> DOCUMENT PASSAGE
[START]
As I grew into an adult very little changed, everything remained as closed off as it
had always done and though I learned to feel sadness for my grandfather it was to
remain a private thing. Then a few years later I learned that my grandfather had returned
to Japan. He had gone to look for the grave of a friend - I am still unclear what
precisely had gone on but from what I know it seems his friend had taken the punishment for
something he, my grandfather, and another friend had done. I am not sure what, only that it
was something necessary for their survival, probably stealing food. As a result of this my
grandfather survived the war but his friend didn't. When I first saw my grandfather after I had
learned this I found myself in the presence of a changed man as if something had been
released in him. For the first time in my life I heard him speak about his experiences in
the camps.
[END]
> DIRECTIVE 1
Decide whether each statement agrees with the passage about the grandfather, answering yes or no and quoting the words of the passage that settle it. (a) The grandfather went back to Japan to look for a friend's grave. (b) The grandfather's friend survived the war. (c) The narrator knows for certain what the three friends had done.
> DIRECTIVE 2
According to the passage about the grandfather, what did the narrator hear the grandfather do for the first time after learning about the trip to Japan?
> DIRECTIVE 3
Carry the passage about the grandfather forward from its final sentence.

> ITEMS
[START]
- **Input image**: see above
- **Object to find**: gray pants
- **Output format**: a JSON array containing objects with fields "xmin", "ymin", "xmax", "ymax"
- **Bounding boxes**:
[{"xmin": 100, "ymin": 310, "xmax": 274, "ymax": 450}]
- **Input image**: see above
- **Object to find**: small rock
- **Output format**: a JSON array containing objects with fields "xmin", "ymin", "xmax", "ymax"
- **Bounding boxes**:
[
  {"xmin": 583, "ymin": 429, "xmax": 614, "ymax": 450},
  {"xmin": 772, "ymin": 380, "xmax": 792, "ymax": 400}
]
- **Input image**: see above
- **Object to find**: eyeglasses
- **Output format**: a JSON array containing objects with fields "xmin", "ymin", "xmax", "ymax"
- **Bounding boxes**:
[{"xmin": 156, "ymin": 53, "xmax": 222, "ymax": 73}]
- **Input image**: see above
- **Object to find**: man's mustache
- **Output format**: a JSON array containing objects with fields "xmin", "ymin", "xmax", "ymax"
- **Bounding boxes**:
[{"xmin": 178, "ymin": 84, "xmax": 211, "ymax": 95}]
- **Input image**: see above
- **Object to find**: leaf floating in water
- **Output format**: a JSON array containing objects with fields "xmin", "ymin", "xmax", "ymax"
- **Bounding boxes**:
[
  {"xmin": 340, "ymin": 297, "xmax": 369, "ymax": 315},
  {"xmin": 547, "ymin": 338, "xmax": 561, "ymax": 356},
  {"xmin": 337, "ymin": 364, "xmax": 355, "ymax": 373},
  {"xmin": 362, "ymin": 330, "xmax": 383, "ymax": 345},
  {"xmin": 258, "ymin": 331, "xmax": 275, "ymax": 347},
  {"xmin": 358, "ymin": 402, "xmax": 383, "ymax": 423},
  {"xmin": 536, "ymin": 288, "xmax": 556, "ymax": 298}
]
[END]
> WRITTEN REPLY 1
(a) Yes: "He had gone to look for the grave of a friend"
(b) No: "my grandfather survived the war but his friend didn't"
(c) No: "I am not sure what, only that it was something necessary for their survival, probably stealing food"

> WRITTEN REPLY 2
The narrator heard him speak about his experiences in the camps.

> WRITTEN REPLY 3
When he started to speak about this the words that came from his mouth were not tales of
pain and suffering, instead he told one simple story that spokes volumes of the
possibilities of forgiveness and of the potential to be human in the face of
degradation. He told of how he had been taken to Japan to work as a slave labourer in
a peanut oil factory in Honda Docks. One day the Allies had started to bomb
the city, dropping incendiary devices that soon set fire to the wooden houses. The
prisoners were taken out of the factory and given beaters, then sent out to fight fires as
the incendiary bombs fell on roofs. He describes coming across a Japanese woman
and her children, frightened, lost in the streets as the bombs fell around them. He talked
of putting his arm around and running with her to the air raid shelter before returning to
fight the fires.
As I listened to the story I had to choke down the tears amazed that of all he could have
chosen to tell me he has told me a story of such simple humanness, of an act of kindness to
what only a few years before had only ever been the enemy. Since that time I have a
sense of my grandfather who has at last found a little peace because he has at last been able
find some forgiveness. He has subsequently made other trips to Japan. He has never been
able to find the grave.
I wanted to say a little of why I chosen to write this and why now? Today I have
the feeling that I too have to make some kind of journey to release something from my past,
to take a trip to my own Japan. The connection is somewhat accidental; something I read
here put me in mind of my grandfather's story for the lessons I have learned
from it seem clearly relevant -- that holding onto things from the past is likely only to
perpetuate pain but that it is never to late to find a way back to release it.